=== Given records ===

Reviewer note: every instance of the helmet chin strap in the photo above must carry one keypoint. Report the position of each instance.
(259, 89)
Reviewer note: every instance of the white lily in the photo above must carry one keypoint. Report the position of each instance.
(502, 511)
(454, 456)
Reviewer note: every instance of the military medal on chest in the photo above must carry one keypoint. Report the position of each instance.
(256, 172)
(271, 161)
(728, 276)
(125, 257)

===
=== Given records ===

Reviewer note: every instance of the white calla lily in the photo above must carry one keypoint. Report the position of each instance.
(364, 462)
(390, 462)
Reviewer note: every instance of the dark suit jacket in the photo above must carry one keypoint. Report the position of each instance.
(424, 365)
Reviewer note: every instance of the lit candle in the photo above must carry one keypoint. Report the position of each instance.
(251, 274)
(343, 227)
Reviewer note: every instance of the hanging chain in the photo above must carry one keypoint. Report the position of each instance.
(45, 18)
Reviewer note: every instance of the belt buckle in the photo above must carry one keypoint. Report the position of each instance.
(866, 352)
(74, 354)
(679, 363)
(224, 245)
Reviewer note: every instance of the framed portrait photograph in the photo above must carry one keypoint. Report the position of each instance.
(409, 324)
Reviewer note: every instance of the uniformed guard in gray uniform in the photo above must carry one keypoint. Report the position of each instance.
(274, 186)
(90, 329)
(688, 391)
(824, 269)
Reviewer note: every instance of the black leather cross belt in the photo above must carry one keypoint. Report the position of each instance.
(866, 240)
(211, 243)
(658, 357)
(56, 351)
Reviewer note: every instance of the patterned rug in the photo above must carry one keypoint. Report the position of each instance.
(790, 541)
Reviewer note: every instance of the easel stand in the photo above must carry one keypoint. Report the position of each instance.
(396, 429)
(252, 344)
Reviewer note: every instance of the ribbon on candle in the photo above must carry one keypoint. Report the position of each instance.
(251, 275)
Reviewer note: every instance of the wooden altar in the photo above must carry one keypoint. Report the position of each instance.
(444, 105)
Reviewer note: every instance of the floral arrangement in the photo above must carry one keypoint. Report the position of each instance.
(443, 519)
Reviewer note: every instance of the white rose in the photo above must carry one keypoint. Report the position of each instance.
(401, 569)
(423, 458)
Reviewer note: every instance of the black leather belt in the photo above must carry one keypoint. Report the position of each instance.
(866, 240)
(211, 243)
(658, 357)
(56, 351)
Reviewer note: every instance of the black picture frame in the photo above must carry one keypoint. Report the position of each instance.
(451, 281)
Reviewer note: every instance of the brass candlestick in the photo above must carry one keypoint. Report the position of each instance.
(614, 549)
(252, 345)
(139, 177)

===

### Requirement:
Identify each of the lines above that contains the string "belt", treating uppercase and lowercase as different, and copy those lines out.

### Answer to this exercise:
Reviewer note: every instance of the belt buckle in the photo above must carry one keypoint. Report the position of each instance.
Reviewer note: every instance of the black leather cross belt in the photo above must carry one keypoint. Report the position of each instance.
Reviewer note: every instance of the black leather belt in the photo above must carry one keypoint. Report the position of each instance.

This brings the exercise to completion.